Transcribe the lines of the records starting with the one that has "Where can you find the tall" in it and ending with the last, and transcribe nothing else.

(Pointing records)

● ● ● ● ●

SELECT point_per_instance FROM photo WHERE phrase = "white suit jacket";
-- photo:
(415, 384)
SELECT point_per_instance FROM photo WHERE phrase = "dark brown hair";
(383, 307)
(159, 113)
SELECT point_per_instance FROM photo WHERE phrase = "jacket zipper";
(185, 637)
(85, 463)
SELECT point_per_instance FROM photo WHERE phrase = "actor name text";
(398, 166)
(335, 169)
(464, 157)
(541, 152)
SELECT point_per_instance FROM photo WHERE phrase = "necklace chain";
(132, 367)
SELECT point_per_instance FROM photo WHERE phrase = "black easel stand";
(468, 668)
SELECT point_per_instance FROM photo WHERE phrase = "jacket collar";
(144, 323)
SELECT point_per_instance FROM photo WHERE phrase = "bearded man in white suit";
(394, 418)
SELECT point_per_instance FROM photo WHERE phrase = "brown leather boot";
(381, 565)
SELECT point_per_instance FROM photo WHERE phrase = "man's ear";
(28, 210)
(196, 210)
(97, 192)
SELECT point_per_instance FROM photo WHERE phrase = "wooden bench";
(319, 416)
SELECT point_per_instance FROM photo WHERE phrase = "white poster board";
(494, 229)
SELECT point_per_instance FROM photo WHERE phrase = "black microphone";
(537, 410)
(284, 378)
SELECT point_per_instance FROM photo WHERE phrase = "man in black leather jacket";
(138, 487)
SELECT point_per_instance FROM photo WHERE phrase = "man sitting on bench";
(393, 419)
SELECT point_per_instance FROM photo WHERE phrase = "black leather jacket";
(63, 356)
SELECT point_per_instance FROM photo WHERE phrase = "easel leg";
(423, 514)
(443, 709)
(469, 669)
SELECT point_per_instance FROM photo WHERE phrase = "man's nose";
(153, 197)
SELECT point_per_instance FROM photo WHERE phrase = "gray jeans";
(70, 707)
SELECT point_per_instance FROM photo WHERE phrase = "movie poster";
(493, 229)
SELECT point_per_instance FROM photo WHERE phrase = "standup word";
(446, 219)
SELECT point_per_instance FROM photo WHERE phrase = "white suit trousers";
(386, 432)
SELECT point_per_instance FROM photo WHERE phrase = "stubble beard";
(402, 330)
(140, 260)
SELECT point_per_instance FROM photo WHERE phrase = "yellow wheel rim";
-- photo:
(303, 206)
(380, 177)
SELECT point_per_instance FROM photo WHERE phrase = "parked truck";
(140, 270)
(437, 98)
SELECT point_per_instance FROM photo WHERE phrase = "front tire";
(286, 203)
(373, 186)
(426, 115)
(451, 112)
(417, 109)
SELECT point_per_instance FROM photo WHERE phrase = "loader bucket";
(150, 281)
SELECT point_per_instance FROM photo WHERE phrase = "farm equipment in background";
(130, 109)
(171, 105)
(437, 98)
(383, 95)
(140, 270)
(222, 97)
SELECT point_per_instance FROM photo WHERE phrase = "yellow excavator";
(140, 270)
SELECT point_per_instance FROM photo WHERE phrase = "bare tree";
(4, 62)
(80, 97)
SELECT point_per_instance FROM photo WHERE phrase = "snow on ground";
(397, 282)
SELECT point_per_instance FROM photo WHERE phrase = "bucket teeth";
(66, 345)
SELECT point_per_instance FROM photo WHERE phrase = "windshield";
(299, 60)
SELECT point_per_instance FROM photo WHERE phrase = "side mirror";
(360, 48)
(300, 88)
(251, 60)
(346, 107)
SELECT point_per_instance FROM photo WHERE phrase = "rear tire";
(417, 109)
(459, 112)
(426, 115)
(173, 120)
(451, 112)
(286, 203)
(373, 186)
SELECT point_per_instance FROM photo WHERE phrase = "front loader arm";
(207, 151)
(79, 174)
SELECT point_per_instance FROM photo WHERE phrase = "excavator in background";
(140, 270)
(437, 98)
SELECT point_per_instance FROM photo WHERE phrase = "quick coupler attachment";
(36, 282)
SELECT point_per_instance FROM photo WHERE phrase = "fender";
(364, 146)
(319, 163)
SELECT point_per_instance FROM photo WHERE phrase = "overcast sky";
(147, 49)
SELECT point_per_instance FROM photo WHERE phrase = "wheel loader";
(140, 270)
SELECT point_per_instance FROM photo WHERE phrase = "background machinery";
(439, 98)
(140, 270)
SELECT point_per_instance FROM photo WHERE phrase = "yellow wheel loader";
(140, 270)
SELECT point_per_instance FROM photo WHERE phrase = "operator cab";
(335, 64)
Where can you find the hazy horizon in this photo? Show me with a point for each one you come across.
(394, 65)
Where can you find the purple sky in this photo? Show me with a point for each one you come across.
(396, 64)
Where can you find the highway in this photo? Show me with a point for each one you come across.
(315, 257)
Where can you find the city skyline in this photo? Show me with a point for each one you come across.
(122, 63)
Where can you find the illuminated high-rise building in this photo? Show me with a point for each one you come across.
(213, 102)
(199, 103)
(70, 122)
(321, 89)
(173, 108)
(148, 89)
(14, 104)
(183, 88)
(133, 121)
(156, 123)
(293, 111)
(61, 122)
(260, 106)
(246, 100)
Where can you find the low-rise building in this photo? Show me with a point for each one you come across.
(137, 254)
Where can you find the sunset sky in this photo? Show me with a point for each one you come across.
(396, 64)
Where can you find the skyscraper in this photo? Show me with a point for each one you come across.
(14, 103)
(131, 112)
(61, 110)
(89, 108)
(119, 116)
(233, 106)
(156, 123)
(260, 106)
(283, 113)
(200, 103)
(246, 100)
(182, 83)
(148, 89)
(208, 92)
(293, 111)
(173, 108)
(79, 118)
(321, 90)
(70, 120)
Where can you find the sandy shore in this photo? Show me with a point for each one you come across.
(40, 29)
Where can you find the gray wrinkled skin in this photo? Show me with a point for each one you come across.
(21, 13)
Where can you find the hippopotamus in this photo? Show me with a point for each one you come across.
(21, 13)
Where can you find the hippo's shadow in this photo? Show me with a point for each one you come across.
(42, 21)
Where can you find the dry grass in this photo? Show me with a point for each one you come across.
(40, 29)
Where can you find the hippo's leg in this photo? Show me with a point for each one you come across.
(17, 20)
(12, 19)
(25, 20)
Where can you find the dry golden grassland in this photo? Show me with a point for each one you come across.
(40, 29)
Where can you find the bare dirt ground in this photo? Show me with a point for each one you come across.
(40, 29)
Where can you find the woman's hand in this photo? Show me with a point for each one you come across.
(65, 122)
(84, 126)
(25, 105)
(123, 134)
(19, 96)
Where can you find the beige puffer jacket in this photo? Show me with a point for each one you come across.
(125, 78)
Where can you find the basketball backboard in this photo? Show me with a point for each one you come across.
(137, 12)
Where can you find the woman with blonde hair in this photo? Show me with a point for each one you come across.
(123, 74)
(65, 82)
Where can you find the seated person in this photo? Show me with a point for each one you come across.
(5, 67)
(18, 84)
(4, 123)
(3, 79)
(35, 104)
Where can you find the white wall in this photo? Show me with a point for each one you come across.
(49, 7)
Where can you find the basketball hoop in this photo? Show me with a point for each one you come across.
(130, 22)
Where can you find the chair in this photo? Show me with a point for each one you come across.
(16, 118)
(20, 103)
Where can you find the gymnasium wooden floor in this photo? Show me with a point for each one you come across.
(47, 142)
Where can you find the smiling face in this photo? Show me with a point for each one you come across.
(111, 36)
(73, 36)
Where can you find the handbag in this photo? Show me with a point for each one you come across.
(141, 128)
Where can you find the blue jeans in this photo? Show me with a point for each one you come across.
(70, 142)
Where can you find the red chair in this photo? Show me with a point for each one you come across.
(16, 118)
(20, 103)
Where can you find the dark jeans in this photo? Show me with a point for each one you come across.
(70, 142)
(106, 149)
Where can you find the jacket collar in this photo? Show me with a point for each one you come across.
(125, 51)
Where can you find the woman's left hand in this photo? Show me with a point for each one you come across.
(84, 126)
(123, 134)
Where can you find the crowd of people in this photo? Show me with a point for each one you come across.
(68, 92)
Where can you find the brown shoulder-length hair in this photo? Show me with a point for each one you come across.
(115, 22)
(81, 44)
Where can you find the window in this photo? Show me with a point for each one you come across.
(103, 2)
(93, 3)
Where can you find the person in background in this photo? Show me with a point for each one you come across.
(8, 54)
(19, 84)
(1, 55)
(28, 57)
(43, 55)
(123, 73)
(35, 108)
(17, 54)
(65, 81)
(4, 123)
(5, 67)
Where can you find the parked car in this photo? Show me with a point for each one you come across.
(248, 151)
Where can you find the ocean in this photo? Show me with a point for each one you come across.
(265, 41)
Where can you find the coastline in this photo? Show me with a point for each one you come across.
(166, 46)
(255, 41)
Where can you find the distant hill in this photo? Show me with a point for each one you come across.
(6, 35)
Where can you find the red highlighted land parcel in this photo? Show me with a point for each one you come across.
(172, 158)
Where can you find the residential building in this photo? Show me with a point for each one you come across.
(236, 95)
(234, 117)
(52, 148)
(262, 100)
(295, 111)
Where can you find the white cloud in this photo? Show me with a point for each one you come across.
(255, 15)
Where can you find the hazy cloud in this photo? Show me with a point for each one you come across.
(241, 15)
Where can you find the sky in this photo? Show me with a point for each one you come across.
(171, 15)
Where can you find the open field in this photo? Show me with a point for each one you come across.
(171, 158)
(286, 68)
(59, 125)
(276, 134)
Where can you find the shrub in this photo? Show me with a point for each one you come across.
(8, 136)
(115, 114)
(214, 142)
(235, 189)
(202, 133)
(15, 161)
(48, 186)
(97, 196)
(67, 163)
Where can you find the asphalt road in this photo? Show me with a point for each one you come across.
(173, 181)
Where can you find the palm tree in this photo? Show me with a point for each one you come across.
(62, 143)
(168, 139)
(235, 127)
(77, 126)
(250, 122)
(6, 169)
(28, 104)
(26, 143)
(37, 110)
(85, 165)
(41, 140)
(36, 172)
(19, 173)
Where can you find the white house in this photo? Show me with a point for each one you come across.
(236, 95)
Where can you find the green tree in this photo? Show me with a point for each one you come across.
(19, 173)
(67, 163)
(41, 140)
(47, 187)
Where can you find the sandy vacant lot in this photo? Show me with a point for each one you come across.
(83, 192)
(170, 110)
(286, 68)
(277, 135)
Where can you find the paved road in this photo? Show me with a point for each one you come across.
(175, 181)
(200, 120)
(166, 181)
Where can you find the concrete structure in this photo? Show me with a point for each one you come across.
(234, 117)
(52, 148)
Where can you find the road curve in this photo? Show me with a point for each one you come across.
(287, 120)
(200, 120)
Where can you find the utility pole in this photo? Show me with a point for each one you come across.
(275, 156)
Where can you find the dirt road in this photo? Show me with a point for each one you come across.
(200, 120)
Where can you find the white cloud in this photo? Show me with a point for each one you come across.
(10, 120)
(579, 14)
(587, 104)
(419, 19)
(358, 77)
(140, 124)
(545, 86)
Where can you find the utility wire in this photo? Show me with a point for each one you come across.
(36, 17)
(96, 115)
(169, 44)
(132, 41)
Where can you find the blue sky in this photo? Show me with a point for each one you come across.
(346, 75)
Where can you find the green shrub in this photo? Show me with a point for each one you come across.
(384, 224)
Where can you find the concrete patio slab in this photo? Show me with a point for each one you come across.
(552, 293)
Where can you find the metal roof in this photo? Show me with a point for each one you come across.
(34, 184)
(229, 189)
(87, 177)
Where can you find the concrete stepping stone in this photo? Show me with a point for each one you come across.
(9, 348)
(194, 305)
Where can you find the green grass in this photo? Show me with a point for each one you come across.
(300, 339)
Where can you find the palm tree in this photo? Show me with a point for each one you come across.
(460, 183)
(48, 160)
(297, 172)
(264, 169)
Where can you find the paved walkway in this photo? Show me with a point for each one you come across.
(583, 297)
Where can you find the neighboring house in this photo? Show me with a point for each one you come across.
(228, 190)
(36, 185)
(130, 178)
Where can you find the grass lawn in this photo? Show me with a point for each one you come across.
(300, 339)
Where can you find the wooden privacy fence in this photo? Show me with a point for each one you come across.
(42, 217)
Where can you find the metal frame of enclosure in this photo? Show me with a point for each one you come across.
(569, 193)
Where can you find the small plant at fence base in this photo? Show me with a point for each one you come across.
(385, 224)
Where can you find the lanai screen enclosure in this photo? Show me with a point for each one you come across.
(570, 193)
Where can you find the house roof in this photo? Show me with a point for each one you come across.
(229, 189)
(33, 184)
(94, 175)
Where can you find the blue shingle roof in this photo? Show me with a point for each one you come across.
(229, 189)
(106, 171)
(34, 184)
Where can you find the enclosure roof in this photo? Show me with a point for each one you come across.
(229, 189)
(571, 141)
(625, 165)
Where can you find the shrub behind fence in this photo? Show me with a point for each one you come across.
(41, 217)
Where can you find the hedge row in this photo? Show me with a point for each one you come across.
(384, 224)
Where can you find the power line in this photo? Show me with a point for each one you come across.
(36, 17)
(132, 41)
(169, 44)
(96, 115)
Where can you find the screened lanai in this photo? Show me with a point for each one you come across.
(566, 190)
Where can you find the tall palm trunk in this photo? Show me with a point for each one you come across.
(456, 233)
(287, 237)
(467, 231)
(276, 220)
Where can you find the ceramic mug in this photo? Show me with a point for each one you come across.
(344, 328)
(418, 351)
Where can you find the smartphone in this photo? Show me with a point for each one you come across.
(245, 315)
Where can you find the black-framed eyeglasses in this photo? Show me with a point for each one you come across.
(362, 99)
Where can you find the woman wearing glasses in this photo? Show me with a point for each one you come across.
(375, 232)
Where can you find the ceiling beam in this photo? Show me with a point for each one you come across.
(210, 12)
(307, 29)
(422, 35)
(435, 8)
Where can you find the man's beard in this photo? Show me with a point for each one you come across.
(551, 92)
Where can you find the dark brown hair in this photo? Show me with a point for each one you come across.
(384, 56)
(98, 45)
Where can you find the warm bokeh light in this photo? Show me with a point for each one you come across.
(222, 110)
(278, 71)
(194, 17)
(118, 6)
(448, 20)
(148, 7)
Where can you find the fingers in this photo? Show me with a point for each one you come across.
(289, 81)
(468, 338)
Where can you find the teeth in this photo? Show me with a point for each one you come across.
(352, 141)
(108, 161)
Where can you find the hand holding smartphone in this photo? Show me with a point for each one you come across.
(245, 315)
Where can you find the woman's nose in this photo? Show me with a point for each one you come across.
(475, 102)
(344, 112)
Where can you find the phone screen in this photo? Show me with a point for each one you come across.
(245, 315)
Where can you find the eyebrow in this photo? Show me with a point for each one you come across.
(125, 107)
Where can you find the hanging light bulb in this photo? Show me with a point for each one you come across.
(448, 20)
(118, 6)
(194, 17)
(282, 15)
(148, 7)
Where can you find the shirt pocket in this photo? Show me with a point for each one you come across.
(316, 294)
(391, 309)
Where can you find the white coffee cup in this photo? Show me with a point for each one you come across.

● ● ● ● ●

## RESPONSE TO THE EXERCISE
Where can you find the tall palm trunk in this photo? Show me with a point for each one you come across.
(456, 233)
(287, 237)
(467, 231)
(276, 220)
Where can you find the ceramic mug in this photo? Show me with a point for each one you come across.
(344, 328)
(418, 351)
Where can you find the smartphone in this photo? Show me with a point for each one you come across.
(245, 315)
Where can you find the black-framed eyeglasses in this photo? Show me with a point for each one you come across.
(362, 99)
Where can you find the woman wearing glasses in this photo? Show me with a point for each one you come across.
(375, 232)
Where can you find the ceiling beam in this photo? Show me with a point for each one you come across.
(210, 12)
(307, 29)
(422, 35)
(435, 8)
Where can you find the man's beard in this photo? Show me with a point for each one you come across.
(551, 92)
Where can you find the dark brown hair in this photo? Show me with a point for each one you come across.
(384, 56)
(98, 45)
Where can you find the warm bokeh light in this photo? Show me with a point for each one you come across.
(222, 110)
(278, 71)
(194, 17)
(118, 6)
(448, 20)
(148, 7)
Where can you find the fingers in this photo? Show me with a point for each one you come across.
(289, 81)
(468, 338)
Where can you find the teeth in this photo? Show me with a point for each one you come across.
(352, 141)
(108, 161)
Where can you find the hand holding smartphone in this photo? Show me with a point for each one you come across.
(245, 315)
Where can you find the woman's nose in this photo? Show me with a point for each one you come across.
(475, 102)
(344, 112)
Where can you find the phone screen in this photo? Show me with a point for each one you come across.
(245, 315)
Where can you find the eyebrow in this photo? Show me with a point for each one you come across.
(125, 107)
Where can you find the hanging light bulb in this photo? Show me with a point for each one you come across.
(448, 20)
(118, 6)
(194, 17)
(282, 15)
(148, 7)
Where can you find the shirt pocket in this photo? Show me with a point for each one you come across.
(316, 294)
(391, 309)
Where can you find the white coffee cup in this photo? Show me with a point for each one you come across.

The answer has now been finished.